Items from a dataset:
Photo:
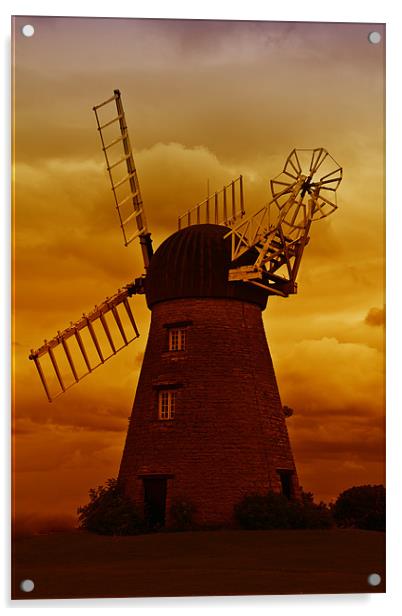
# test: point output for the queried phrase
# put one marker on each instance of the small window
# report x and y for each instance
(177, 339)
(286, 477)
(167, 403)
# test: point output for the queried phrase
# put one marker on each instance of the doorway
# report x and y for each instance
(155, 501)
(286, 478)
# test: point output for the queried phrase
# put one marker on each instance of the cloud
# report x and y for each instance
(324, 375)
(375, 317)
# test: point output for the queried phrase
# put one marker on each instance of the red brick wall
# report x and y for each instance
(229, 434)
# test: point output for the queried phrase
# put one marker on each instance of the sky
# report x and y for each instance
(205, 101)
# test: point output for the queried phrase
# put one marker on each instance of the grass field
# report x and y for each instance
(77, 564)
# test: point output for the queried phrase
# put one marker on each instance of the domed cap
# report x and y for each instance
(194, 262)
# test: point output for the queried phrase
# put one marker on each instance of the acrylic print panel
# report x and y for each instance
(227, 466)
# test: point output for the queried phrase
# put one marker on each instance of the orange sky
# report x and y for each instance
(204, 100)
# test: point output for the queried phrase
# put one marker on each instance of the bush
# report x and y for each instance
(182, 512)
(361, 507)
(272, 510)
(110, 512)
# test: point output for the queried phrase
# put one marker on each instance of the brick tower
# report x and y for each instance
(207, 424)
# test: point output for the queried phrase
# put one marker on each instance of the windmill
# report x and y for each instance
(207, 424)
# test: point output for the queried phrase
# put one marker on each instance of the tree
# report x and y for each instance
(361, 507)
(110, 512)
(272, 510)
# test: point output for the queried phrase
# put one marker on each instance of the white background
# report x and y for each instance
(291, 10)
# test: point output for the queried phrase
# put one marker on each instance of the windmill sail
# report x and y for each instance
(86, 344)
(224, 207)
(122, 173)
(279, 231)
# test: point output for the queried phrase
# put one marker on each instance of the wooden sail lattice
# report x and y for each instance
(122, 172)
(224, 207)
(86, 344)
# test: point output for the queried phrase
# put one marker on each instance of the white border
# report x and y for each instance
(340, 11)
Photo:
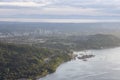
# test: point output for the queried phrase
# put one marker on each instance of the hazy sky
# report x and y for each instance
(60, 10)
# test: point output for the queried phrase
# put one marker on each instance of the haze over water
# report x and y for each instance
(104, 66)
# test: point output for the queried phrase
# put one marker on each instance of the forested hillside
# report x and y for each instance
(21, 61)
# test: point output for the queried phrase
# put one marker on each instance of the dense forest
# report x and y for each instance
(22, 61)
(35, 60)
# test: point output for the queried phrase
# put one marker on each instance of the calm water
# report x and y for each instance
(104, 66)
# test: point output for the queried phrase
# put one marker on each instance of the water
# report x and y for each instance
(104, 66)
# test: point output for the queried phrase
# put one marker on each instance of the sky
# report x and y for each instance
(60, 10)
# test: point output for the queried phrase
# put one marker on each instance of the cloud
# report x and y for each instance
(77, 9)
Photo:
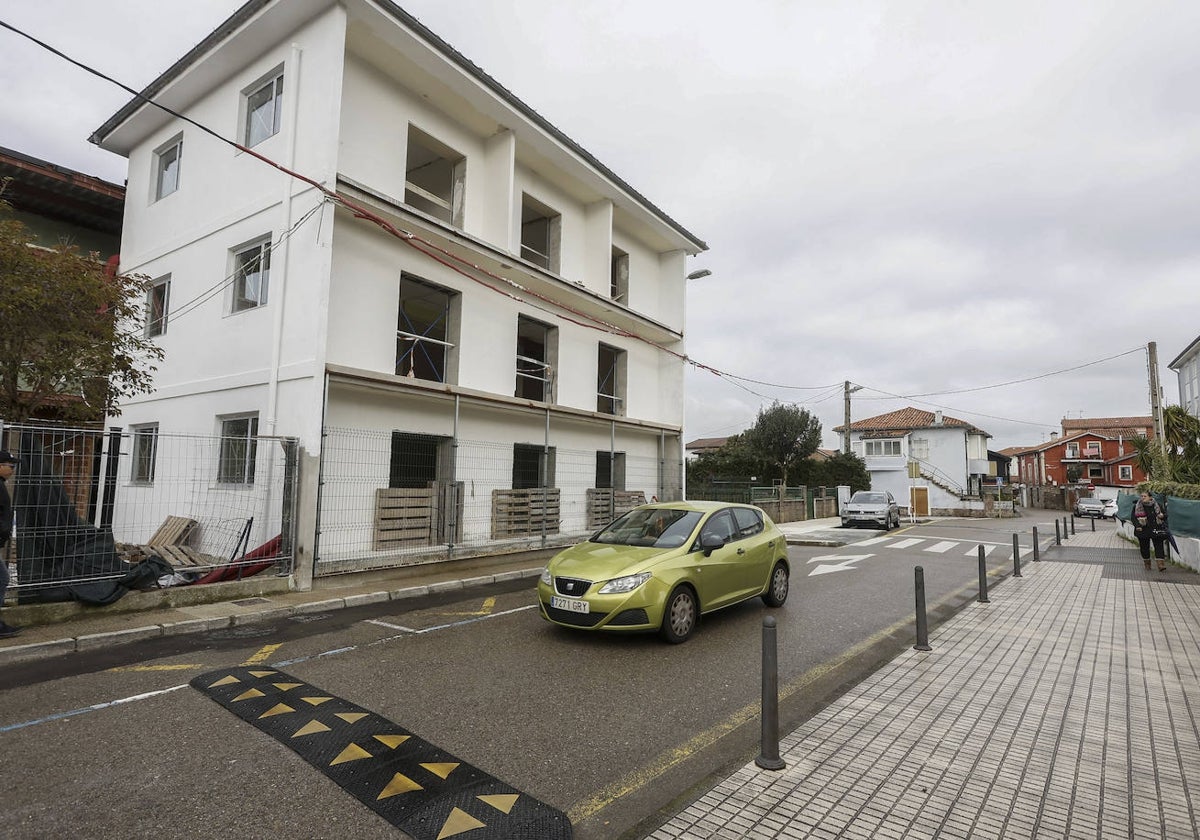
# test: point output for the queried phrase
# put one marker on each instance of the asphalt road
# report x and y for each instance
(615, 731)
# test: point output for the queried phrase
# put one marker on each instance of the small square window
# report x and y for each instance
(145, 453)
(251, 273)
(167, 162)
(157, 303)
(264, 106)
(239, 450)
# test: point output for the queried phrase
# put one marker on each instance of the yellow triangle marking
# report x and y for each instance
(442, 769)
(311, 727)
(352, 753)
(399, 784)
(459, 822)
(391, 742)
(502, 802)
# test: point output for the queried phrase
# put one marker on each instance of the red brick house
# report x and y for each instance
(1096, 450)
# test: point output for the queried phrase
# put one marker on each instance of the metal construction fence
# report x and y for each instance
(390, 499)
(100, 511)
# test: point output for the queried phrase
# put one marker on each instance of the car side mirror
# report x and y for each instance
(711, 543)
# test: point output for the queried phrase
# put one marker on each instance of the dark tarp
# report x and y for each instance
(55, 549)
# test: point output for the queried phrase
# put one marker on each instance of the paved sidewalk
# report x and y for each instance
(1067, 707)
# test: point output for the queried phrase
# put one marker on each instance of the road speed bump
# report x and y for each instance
(418, 787)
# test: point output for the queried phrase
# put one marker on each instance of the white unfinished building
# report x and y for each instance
(481, 348)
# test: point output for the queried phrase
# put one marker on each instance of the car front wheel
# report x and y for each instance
(777, 593)
(681, 616)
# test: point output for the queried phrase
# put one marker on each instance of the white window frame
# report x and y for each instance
(145, 454)
(252, 117)
(157, 325)
(250, 294)
(238, 468)
(883, 445)
(168, 161)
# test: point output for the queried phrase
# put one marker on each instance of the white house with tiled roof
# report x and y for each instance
(933, 461)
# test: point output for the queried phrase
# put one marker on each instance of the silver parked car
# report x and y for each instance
(871, 507)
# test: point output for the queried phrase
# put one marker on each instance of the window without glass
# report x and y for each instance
(433, 178)
(157, 301)
(239, 450)
(610, 471)
(618, 286)
(167, 162)
(263, 111)
(532, 467)
(611, 381)
(425, 330)
(251, 273)
(535, 359)
(145, 451)
(540, 228)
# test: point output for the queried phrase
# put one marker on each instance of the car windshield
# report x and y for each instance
(651, 527)
(869, 498)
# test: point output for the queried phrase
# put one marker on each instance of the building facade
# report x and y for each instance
(445, 299)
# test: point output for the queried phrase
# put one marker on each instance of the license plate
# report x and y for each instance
(569, 604)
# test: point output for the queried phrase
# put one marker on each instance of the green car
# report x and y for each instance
(661, 565)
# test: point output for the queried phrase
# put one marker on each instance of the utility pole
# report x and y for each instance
(845, 441)
(1156, 396)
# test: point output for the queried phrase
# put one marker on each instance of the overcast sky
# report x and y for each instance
(928, 199)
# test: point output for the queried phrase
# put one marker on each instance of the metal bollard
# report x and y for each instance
(983, 577)
(922, 621)
(768, 759)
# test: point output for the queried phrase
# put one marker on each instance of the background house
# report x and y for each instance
(935, 462)
(479, 343)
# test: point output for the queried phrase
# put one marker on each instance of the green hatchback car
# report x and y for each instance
(663, 565)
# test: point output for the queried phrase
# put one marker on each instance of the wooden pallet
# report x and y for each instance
(173, 532)
(525, 513)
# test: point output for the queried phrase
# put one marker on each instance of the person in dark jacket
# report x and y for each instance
(1150, 526)
(7, 465)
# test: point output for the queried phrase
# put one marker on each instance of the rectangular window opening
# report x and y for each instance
(533, 466)
(167, 163)
(157, 306)
(535, 360)
(239, 450)
(145, 453)
(264, 107)
(251, 275)
(611, 381)
(424, 330)
(433, 178)
(618, 285)
(540, 228)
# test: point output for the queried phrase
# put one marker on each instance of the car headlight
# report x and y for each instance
(628, 583)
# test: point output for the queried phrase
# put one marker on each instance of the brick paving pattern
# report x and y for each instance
(1067, 707)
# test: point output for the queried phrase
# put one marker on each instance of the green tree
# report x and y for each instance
(67, 329)
(783, 436)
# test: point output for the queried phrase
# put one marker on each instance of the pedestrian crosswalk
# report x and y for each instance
(936, 545)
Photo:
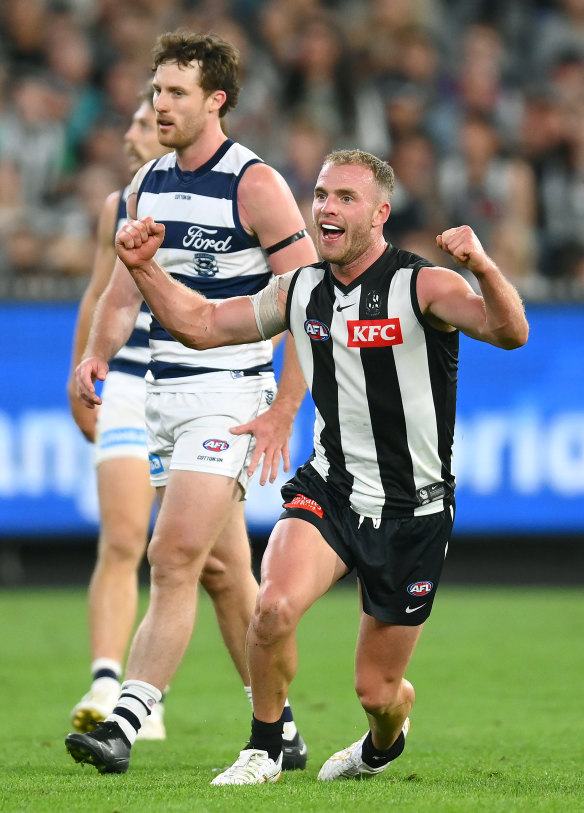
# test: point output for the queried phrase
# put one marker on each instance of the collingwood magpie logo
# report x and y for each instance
(205, 265)
(373, 303)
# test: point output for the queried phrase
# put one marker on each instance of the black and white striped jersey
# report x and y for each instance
(383, 382)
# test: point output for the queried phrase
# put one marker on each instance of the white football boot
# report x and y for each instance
(95, 706)
(252, 767)
(348, 763)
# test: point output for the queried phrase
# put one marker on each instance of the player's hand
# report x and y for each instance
(272, 430)
(86, 374)
(85, 419)
(138, 241)
(465, 247)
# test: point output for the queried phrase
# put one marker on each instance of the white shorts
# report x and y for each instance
(190, 431)
(121, 425)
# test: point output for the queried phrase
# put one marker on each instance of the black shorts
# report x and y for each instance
(398, 560)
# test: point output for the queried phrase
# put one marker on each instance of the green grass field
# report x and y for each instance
(498, 724)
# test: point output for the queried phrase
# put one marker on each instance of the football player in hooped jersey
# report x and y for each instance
(231, 224)
(121, 457)
(376, 331)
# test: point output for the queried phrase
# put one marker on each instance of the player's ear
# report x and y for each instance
(381, 213)
(216, 100)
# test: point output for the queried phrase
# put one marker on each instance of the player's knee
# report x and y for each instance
(380, 696)
(274, 618)
(125, 546)
(174, 563)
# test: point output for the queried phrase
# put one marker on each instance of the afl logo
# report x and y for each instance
(420, 588)
(214, 445)
(316, 330)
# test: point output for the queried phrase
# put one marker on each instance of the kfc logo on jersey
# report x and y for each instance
(301, 501)
(215, 445)
(316, 330)
(374, 332)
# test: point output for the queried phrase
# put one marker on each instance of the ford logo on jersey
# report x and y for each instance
(420, 588)
(215, 445)
(205, 265)
(316, 330)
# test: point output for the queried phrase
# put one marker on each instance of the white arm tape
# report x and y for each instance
(139, 177)
(269, 320)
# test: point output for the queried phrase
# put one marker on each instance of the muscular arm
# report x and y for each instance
(188, 316)
(496, 316)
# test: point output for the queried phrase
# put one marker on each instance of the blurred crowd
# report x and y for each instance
(477, 104)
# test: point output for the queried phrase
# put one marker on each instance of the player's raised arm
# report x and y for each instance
(188, 316)
(496, 316)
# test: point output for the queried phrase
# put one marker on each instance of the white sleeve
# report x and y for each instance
(269, 320)
(136, 181)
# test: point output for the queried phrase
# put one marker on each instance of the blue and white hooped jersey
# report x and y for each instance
(206, 248)
(134, 357)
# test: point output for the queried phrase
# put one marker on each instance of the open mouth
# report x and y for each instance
(331, 233)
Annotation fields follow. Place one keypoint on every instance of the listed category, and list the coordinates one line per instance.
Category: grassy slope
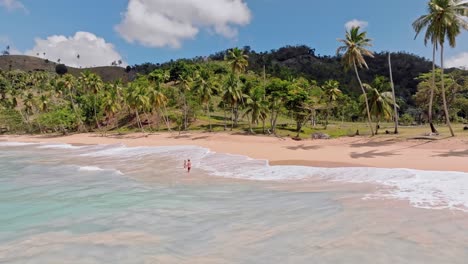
(28, 63)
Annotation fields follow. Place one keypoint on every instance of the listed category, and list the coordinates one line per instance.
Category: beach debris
(320, 135)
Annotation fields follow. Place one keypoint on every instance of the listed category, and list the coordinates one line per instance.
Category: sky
(139, 31)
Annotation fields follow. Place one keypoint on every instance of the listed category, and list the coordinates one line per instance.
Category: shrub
(406, 119)
(60, 119)
(61, 69)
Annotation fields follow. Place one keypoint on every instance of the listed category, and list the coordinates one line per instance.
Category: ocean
(62, 203)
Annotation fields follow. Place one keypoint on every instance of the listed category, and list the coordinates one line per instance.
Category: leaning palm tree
(238, 60)
(158, 99)
(380, 104)
(256, 107)
(395, 110)
(332, 92)
(92, 83)
(444, 20)
(353, 51)
(205, 87)
(232, 95)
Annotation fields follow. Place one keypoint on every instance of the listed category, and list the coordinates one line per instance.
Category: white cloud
(93, 50)
(160, 23)
(356, 23)
(6, 42)
(11, 5)
(458, 61)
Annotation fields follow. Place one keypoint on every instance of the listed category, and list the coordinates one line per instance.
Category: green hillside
(32, 64)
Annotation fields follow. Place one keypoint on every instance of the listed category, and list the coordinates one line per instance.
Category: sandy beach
(449, 154)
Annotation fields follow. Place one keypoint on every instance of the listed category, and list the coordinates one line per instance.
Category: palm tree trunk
(365, 98)
(225, 119)
(139, 121)
(431, 98)
(209, 116)
(185, 114)
(447, 116)
(95, 114)
(395, 110)
(232, 117)
(326, 116)
(166, 118)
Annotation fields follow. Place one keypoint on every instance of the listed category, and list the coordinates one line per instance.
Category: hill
(30, 64)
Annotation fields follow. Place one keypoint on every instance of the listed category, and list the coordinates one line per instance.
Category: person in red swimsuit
(189, 166)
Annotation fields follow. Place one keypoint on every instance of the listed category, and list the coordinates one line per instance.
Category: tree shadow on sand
(372, 154)
(303, 147)
(377, 143)
(453, 153)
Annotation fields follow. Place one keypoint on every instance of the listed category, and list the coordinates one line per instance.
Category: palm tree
(238, 60)
(395, 110)
(185, 85)
(111, 102)
(354, 50)
(444, 20)
(380, 104)
(68, 83)
(92, 83)
(256, 107)
(332, 92)
(138, 100)
(157, 98)
(206, 87)
(232, 95)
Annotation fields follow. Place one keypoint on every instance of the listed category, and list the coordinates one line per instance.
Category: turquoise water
(113, 204)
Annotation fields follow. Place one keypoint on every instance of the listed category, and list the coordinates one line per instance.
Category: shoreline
(449, 154)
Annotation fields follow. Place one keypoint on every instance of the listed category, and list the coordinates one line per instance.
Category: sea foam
(423, 189)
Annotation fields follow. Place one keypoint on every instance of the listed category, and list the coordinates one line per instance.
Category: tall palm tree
(158, 99)
(232, 95)
(68, 83)
(444, 20)
(92, 83)
(137, 100)
(238, 60)
(185, 84)
(256, 107)
(395, 110)
(206, 87)
(111, 102)
(380, 104)
(354, 50)
(332, 92)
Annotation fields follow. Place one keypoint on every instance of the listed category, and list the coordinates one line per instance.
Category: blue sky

Exercise description
Which of the lines above hold the word "background"? Copy each one.

Output of the exercise
# put one marker on each instance of the white background
# put one marker on each instance of the background house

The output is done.